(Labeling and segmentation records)
___
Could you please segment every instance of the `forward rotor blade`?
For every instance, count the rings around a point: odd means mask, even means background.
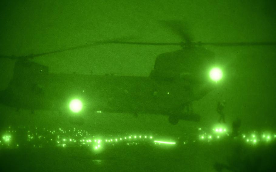
[[[168,28],[175,34],[180,37],[182,40],[187,43],[192,42],[192,38],[189,34],[187,24],[180,20],[169,20],[160,21],[163,25]]]
[[[129,44],[133,45],[180,45],[183,44],[179,43],[166,43],[166,42],[130,42],[124,41],[106,41],[99,42],[102,44]],[[185,44],[185,43],[184,43]]]

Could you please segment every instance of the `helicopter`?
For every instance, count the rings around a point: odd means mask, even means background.
[[[179,120],[199,121],[193,102],[216,89],[223,76],[213,52],[203,47],[274,45],[275,42],[195,42],[180,23],[166,24],[179,36],[179,43],[150,43],[110,40],[56,51],[20,57],[15,59],[13,78],[0,92],[1,103],[18,110],[56,111],[77,117],[91,112],[169,116],[173,124]],[[99,45],[124,44],[177,46],[178,50],[159,55],[147,77],[51,74],[48,67],[32,61],[43,55]],[[77,119],[77,118],[75,118]]]

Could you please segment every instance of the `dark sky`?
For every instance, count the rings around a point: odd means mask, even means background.
[[[6,55],[42,53],[121,38],[134,41],[181,41],[160,25],[162,20],[182,21],[195,41],[269,41],[276,38],[272,0],[3,1],[0,5],[0,54]],[[241,116],[244,121],[253,119],[248,122],[253,125],[260,118],[262,122],[269,121],[275,112],[275,47],[206,48],[224,64],[229,79],[195,103],[196,110],[206,115],[204,119],[215,120],[216,102],[225,99],[231,120]],[[105,45],[33,60],[49,66],[52,73],[92,71],[96,74],[146,76],[158,55],[178,49]],[[12,78],[15,61],[0,60],[3,89]]]

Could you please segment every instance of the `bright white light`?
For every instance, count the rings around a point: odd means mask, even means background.
[[[175,142],[168,142],[167,141],[154,141],[154,142],[155,143],[162,143],[163,144],[175,144]]]
[[[212,80],[217,82],[222,78],[222,71],[219,68],[215,68],[210,71],[209,75]]]
[[[69,107],[73,112],[77,113],[82,108],[82,104],[78,99],[74,99],[70,102]]]

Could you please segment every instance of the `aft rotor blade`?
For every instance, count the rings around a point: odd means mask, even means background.
[[[102,44],[129,44],[133,45],[180,45],[183,44],[180,42],[170,43],[160,42],[130,42],[123,41],[105,41],[99,42]],[[185,44],[185,43],[184,43]]]
[[[218,46],[259,46],[276,45],[276,42],[196,42],[193,44],[195,45],[213,45]]]
[[[75,47],[70,47],[69,48],[64,48],[62,49],[58,50],[54,50],[53,51],[49,51],[49,52],[46,52],[45,53],[42,53],[35,54],[30,54],[26,56],[6,56],[0,55],[0,58],[9,58],[10,59],[18,59],[19,58],[20,59],[28,59],[28,58],[32,58],[34,57],[39,57],[40,56],[42,56],[43,55],[48,55],[49,54],[54,54],[56,53],[63,52],[64,51],[70,51],[70,50],[76,50],[77,49],[79,49],[81,48],[87,48],[89,47],[90,47],[93,46],[95,46],[96,45],[99,45],[101,44],[106,44],[106,43],[104,43],[104,42],[97,42],[92,44],[86,44],[85,45],[79,45],[78,46],[76,46]]]

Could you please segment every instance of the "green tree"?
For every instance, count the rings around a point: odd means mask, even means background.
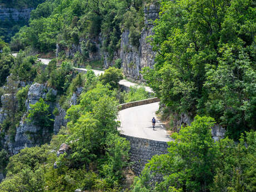
[[[178,114],[213,116],[236,139],[254,126],[245,84],[255,84],[255,8],[250,0],[161,2],[150,38],[156,64],[143,74],[164,104]]]
[[[109,68],[105,71],[104,75],[100,76],[100,80],[104,85],[109,83],[112,89],[117,88],[119,81],[123,78],[122,71],[114,67]]]
[[[40,98],[38,102],[31,105],[29,107],[27,119],[28,122],[33,123],[42,129],[51,128],[53,120],[50,118],[49,105],[46,104],[43,99]]]
[[[125,102],[129,102],[148,99],[150,93],[144,87],[130,87],[130,91],[124,95]]]
[[[164,175],[155,191],[170,191],[171,187],[183,191],[209,191],[218,155],[211,138],[214,124],[213,118],[197,116],[191,126],[173,134],[175,141],[169,143],[168,153],[153,156],[146,166],[154,173]]]
[[[127,165],[129,159],[130,143],[125,138],[116,134],[109,134],[107,138],[107,160],[103,166],[102,174],[108,183],[114,184],[124,176],[123,169]]]

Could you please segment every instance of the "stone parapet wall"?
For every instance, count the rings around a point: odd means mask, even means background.
[[[152,104],[153,102],[159,102],[160,101],[160,99],[157,97],[154,97],[154,98],[147,99],[145,99],[145,100],[141,100],[141,101],[127,102],[127,103],[121,104],[120,105],[119,105],[119,110],[121,111],[121,110],[122,110],[127,108],[136,107],[137,106],[140,106],[140,105],[142,105]]]
[[[141,174],[145,165],[155,155],[167,154],[168,144],[165,141],[151,140],[147,139],[135,137],[121,134],[121,136],[130,141],[130,161],[132,162],[131,168],[136,175]],[[160,181],[161,176],[152,178],[153,182]]]

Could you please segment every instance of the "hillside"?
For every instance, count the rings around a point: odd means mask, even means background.
[[[255,26],[253,0],[40,4],[0,41],[0,191],[255,191]]]
[[[28,24],[32,10],[45,1],[0,1],[0,40],[9,42],[19,29]]]

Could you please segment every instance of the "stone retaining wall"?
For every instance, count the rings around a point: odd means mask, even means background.
[[[137,176],[141,173],[146,164],[154,155],[165,154],[168,152],[168,145],[166,142],[135,137],[122,134],[120,135],[130,141],[130,161],[134,163],[131,168]],[[161,176],[155,176],[152,178],[151,181],[159,182],[161,179]]]
[[[159,102],[160,101],[160,99],[157,97],[154,97],[151,99],[147,99],[141,101],[137,101],[134,102],[127,102],[124,104],[121,104],[119,106],[119,109],[120,111],[124,109],[135,107],[137,106],[142,105],[146,105],[149,104],[152,104],[153,102]]]

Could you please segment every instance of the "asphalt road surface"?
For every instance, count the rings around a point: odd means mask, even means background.
[[[172,141],[155,116],[155,112],[159,107],[159,102],[157,102],[120,111],[119,114],[119,120],[121,122],[120,133],[156,141]],[[153,130],[151,123],[153,117],[156,119],[155,130]]]

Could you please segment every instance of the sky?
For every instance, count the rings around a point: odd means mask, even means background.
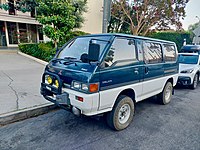
[[[200,21],[200,0],[190,0],[186,5],[186,17],[182,21],[183,28],[187,30],[189,25],[198,21]]]

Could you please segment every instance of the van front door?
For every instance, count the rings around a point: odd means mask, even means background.
[[[139,86],[142,66],[138,61],[134,39],[116,38],[107,52],[100,69],[99,110],[113,107],[118,94],[132,88],[137,94],[142,93]]]

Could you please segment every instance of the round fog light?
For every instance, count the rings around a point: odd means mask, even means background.
[[[51,78],[50,76],[47,77],[47,82],[48,82],[49,84],[52,84],[53,80],[52,80],[52,78]]]
[[[57,88],[59,87],[59,82],[58,82],[58,80],[55,80],[55,85],[56,85]]]

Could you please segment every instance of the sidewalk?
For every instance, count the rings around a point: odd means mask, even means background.
[[[40,95],[44,64],[0,51],[0,125],[26,119],[53,106]]]

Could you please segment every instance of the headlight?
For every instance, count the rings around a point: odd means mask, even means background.
[[[192,73],[193,71],[194,71],[193,69],[188,69],[181,71],[181,73]]]
[[[72,87],[76,88],[76,89],[80,89],[81,88],[81,83],[79,83],[79,82],[73,82]]]
[[[81,84],[81,90],[88,91],[88,85],[87,84]]]
[[[58,88],[59,87],[59,82],[58,80],[55,80],[55,86]]]
[[[46,76],[46,81],[48,84],[52,84],[53,83],[53,79],[51,78],[51,76]]]
[[[85,92],[95,93],[95,92],[98,92],[99,90],[99,83],[87,84],[87,83],[80,83],[80,82],[73,81],[72,88],[85,91]]]

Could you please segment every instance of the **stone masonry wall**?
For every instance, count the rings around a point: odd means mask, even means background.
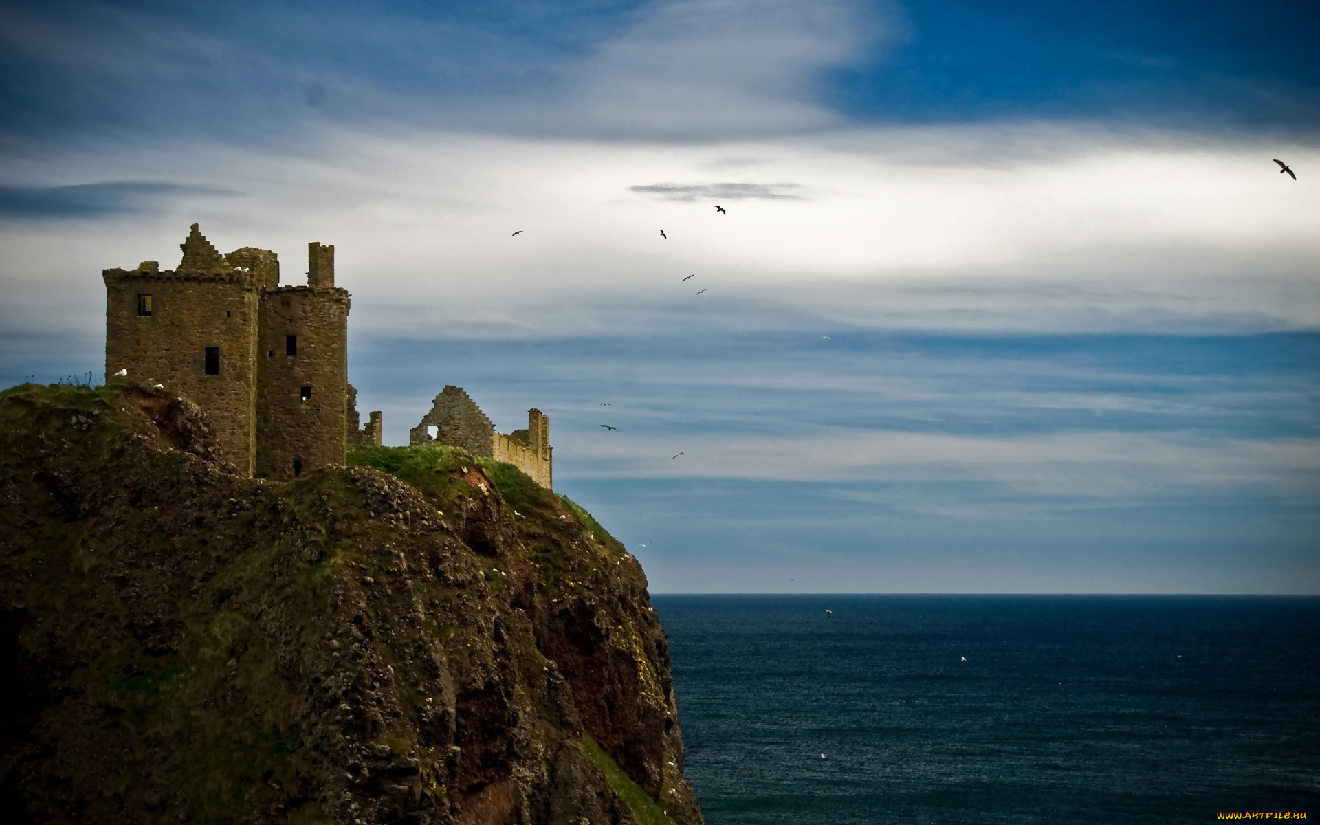
[[[495,433],[491,447],[491,458],[495,461],[511,463],[541,487],[553,488],[549,458],[543,458],[536,450],[503,433]]]
[[[432,437],[428,426],[436,428]],[[422,416],[421,424],[408,432],[408,444],[429,442],[449,444],[463,447],[473,455],[491,455],[491,437],[495,425],[486,417],[482,408],[473,401],[462,387],[446,385],[436,396],[430,412]]]
[[[198,404],[220,455],[246,475],[292,478],[342,465],[350,296],[334,285],[334,247],[309,244],[310,285],[284,288],[279,256],[268,249],[220,255],[195,223],[180,248],[174,271],[144,261],[102,273],[107,380],[128,370],[129,381],[164,384]],[[150,296],[149,313],[143,296]],[[290,334],[294,355],[286,354]],[[211,347],[215,374],[207,374]],[[364,437],[379,445],[380,413]]]
[[[347,458],[348,292],[281,286],[261,301],[256,474],[293,478]],[[296,335],[288,355],[286,335]],[[310,397],[302,399],[304,388]]]
[[[409,430],[408,444],[447,444],[474,455],[488,455],[516,466],[537,484],[553,490],[550,420],[539,409],[527,411],[528,428],[504,436],[461,387],[446,385],[421,424]],[[436,428],[436,436],[426,432]]]
[[[379,447],[380,446],[380,428],[381,428],[381,414],[379,409],[371,412],[370,418],[367,418],[367,426],[362,426],[362,416],[358,414],[358,388],[348,384],[348,414],[347,414],[347,428],[348,428],[348,445],[360,445],[364,447]]]
[[[164,384],[206,411],[216,449],[252,475],[256,454],[256,326],[259,292],[234,272],[106,269],[106,378]],[[152,314],[137,314],[139,296]],[[206,375],[206,348],[219,347],[219,375]]]

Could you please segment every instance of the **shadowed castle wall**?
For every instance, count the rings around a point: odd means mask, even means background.
[[[348,384],[348,445],[364,447],[380,446],[381,414],[379,409],[371,411],[367,425],[362,426],[362,416],[358,414],[358,388]]]
[[[309,244],[315,286],[282,288],[275,252],[220,255],[195,223],[181,248],[174,271],[154,261],[103,271],[107,379],[127,368],[129,381],[197,403],[220,455],[246,475],[342,465],[350,296],[334,286],[334,247]],[[296,355],[286,355],[286,334],[297,335]],[[379,433],[379,413],[374,421]]]
[[[191,261],[185,256],[185,263]],[[251,475],[260,297],[252,279],[223,259],[206,269],[181,264],[165,272],[145,261],[133,271],[106,269],[102,277],[106,375],[128,370],[132,381],[164,384],[197,403],[211,417],[220,455]],[[139,314],[141,296],[150,296],[149,315]],[[206,372],[207,347],[218,348],[216,375]]]
[[[528,426],[504,436],[461,387],[446,385],[430,412],[409,430],[408,442],[447,444],[474,455],[488,455],[516,466],[537,484],[553,490],[550,420],[539,409],[527,411]],[[428,433],[434,426],[436,434]]]
[[[436,434],[426,432],[436,428]],[[421,424],[408,430],[408,444],[428,442],[447,444],[463,447],[473,455],[492,455],[491,437],[495,425],[486,417],[482,408],[473,401],[462,387],[446,385],[436,396],[430,412],[422,416]]]
[[[280,286],[261,300],[257,475],[289,478],[347,457],[348,290],[334,285],[334,247],[312,244],[308,257],[321,286]]]

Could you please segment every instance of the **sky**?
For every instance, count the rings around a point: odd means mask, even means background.
[[[318,240],[385,444],[445,384],[544,411],[652,591],[1320,594],[1317,34],[1300,1],[4,3],[0,385],[102,380],[100,271],[191,223],[284,282]]]

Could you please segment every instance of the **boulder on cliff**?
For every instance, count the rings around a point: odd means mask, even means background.
[[[0,393],[20,822],[700,824],[636,558],[510,465],[247,479],[190,403]]]

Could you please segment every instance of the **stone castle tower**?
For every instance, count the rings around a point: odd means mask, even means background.
[[[247,475],[293,478],[342,465],[350,440],[380,444],[379,412],[356,430],[350,296],[334,285],[333,246],[308,244],[306,286],[280,286],[275,252],[219,253],[195,223],[181,248],[173,271],[143,261],[102,273],[107,378],[128,370],[197,403],[220,455]]]

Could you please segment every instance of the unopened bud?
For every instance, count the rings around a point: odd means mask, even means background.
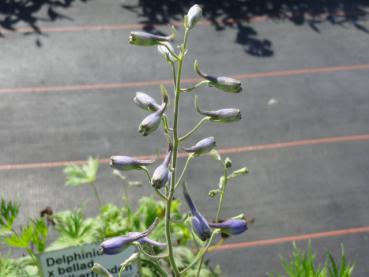
[[[163,103],[161,104],[160,108],[156,112],[146,116],[138,126],[138,132],[143,136],[147,136],[158,129],[161,121],[161,116],[163,115],[165,108],[167,107],[169,101],[168,93],[166,92],[166,90],[164,90],[163,92],[163,87],[161,88],[163,94]]]
[[[151,184],[155,189],[161,189],[169,181],[169,162],[171,151],[165,156],[164,161],[155,169],[151,178]]]
[[[143,92],[136,92],[136,96],[133,98],[133,102],[141,109],[149,112],[156,112],[160,105],[150,95]]]
[[[187,13],[187,20],[185,21],[187,26],[185,27],[188,29],[192,29],[193,27],[195,27],[197,22],[201,20],[201,18],[202,18],[201,7],[197,4],[193,5]]]
[[[170,49],[170,51],[168,50],[168,48]],[[163,42],[158,45],[158,52],[164,56],[168,63],[174,63],[177,60],[172,55],[172,53],[175,53],[175,51],[173,46],[169,42]]]
[[[196,156],[206,154],[216,147],[214,137],[208,137],[200,140],[194,146],[183,148],[186,152],[194,153]]]
[[[225,76],[210,76],[208,74],[203,73],[200,70],[200,65],[197,60],[194,62],[194,68],[196,73],[201,76],[202,78],[209,81],[209,86],[216,87],[219,90],[222,90],[224,92],[230,92],[230,93],[238,93],[242,90],[241,82],[233,79],[231,77],[225,77]]]
[[[227,157],[224,161],[224,164],[225,164],[226,168],[230,168],[230,167],[232,167],[232,160]]]

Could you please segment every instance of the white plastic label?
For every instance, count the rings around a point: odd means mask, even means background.
[[[129,247],[116,255],[104,255],[99,252],[98,245],[87,244],[44,252],[40,256],[40,262],[44,277],[97,277],[97,274],[91,272],[95,262],[103,265],[114,277],[118,277],[120,264],[135,251],[134,247]],[[138,263],[127,266],[122,276],[139,276]]]

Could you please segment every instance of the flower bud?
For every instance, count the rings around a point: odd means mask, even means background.
[[[202,18],[202,9],[199,5],[193,5],[187,13],[186,28],[192,29]]]
[[[161,89],[163,103],[161,104],[160,108],[156,112],[146,116],[144,120],[142,120],[142,122],[140,123],[140,126],[138,126],[138,132],[143,136],[147,136],[158,129],[161,116],[163,115],[165,108],[167,107],[169,96],[165,87],[161,86]]]
[[[130,236],[134,236],[134,235],[138,235],[139,232],[130,232],[128,233],[128,235]],[[158,248],[165,248],[167,247],[167,244],[166,243],[162,243],[162,242],[158,242],[156,240],[152,240],[152,239],[149,239],[147,237],[144,237],[142,239],[139,239],[137,240],[139,243],[147,243],[147,244],[150,244],[152,246],[155,246],[155,247],[158,247]]]
[[[156,131],[160,125],[161,116],[164,110],[165,106],[162,105],[159,110],[146,116],[144,120],[142,120],[140,126],[138,126],[138,132],[143,136],[147,136]]]
[[[105,240],[100,244],[100,248],[104,254],[115,255],[125,250],[131,243],[139,241],[147,237],[158,224],[158,220],[155,219],[154,223],[144,232],[129,233],[127,236],[119,236]]]
[[[212,189],[209,191],[208,195],[210,198],[214,198],[219,193],[219,189]]]
[[[224,161],[224,165],[226,166],[226,168],[230,168],[232,167],[232,160],[230,158],[226,158]]]
[[[174,33],[170,36],[159,36],[142,31],[133,31],[129,36],[129,43],[139,46],[153,46],[165,41],[171,41]]]
[[[195,204],[193,203],[190,195],[188,194],[186,185],[183,184],[183,195],[189,206],[192,214],[192,228],[196,235],[202,240],[206,241],[211,236],[211,229],[209,223],[205,217],[197,210]]]
[[[194,62],[194,68],[199,76],[209,81],[209,86],[211,87],[230,93],[238,93],[242,90],[241,82],[236,79],[225,76],[214,77],[201,72],[197,60]]]
[[[154,98],[143,92],[136,92],[133,102],[135,102],[140,108],[149,112],[156,112],[160,108],[160,105],[155,101]]]
[[[91,267],[91,271],[103,277],[113,277],[113,275],[111,275],[110,272],[99,263],[94,263]]]
[[[195,107],[198,113],[210,117],[210,120],[214,122],[229,123],[241,120],[241,111],[239,109],[201,110],[198,105],[197,96],[195,96]]]
[[[144,166],[152,164],[152,160],[137,160],[129,156],[111,156],[110,166],[118,170],[141,170]]]
[[[164,56],[168,63],[174,63],[177,59],[172,55],[167,47],[172,53],[175,53],[173,46],[169,42],[163,42],[161,45],[158,45],[158,52]]]
[[[242,219],[228,219],[221,223],[209,223],[212,228],[219,228],[227,235],[238,235],[247,230],[247,222]]]
[[[155,169],[151,178],[151,184],[155,189],[161,189],[169,181],[169,162],[172,152],[169,151],[165,156],[164,161]]]
[[[183,148],[184,151],[194,153],[196,156],[210,152],[216,147],[214,137],[208,137],[200,140],[194,146]]]

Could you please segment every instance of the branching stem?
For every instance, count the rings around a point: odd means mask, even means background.
[[[178,114],[179,114],[179,97],[180,97],[180,90],[181,90],[181,75],[182,75],[182,65],[185,56],[185,51],[187,48],[187,39],[188,39],[189,29],[185,29],[184,39],[183,39],[183,46],[181,47],[181,54],[178,60],[178,71],[176,76],[176,84],[175,84],[175,101],[174,101],[174,122],[173,122],[173,151],[172,151],[172,162],[171,167],[174,169],[172,172],[172,179],[169,187],[169,194],[168,194],[168,201],[165,209],[165,236],[167,239],[168,244],[168,252],[169,252],[169,263],[173,270],[173,274],[175,277],[179,277],[180,272],[174,260],[174,253],[173,253],[173,244],[170,232],[170,218],[171,218],[171,204],[173,200],[173,195],[175,191],[175,184],[176,184],[176,166],[177,166],[177,151],[179,145],[178,139]]]

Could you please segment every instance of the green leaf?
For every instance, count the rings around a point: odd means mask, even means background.
[[[32,275],[28,274],[25,266],[23,266],[21,262],[10,259],[9,257],[5,256],[5,257],[1,257],[0,259],[0,276],[1,277],[15,277],[15,276],[31,277]]]
[[[80,186],[92,184],[96,180],[97,171],[99,169],[99,160],[89,157],[86,164],[78,166],[76,164],[67,165],[64,168],[66,178],[65,185]]]
[[[35,246],[38,253],[45,250],[48,229],[43,219],[31,220],[19,233],[13,232],[4,239],[5,244],[10,247],[28,249]]]

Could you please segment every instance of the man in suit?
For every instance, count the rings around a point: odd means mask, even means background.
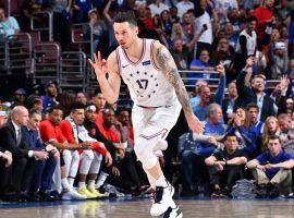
___
▶ _Aim_
Could you retype the entries from the line containing "Could you please segment every instance of the green" through the end of the entries, leaving the pictures out of your answer?

▶ _Exercise result_
Could you please segment every instance of the green leaf?
For every instance, count the rings around a point: odd means mask, even means background.
[[[32,275],[28,274],[25,266],[23,266],[21,262],[10,259],[9,257],[5,256],[5,257],[1,257],[0,259],[0,276],[1,277],[15,277],[15,276],[31,277]]]
[[[80,186],[92,184],[96,180],[97,171],[99,169],[99,160],[89,157],[86,164],[78,166],[76,164],[67,165],[64,168],[66,178],[65,185]]]
[[[35,246],[38,253],[45,250],[48,229],[43,219],[31,220],[19,233],[13,232],[4,239],[5,244],[10,247],[28,249]]]

Could you please segment every instance of the man in suit?
For every instance, count the rings around a point: odd means mask, even means background.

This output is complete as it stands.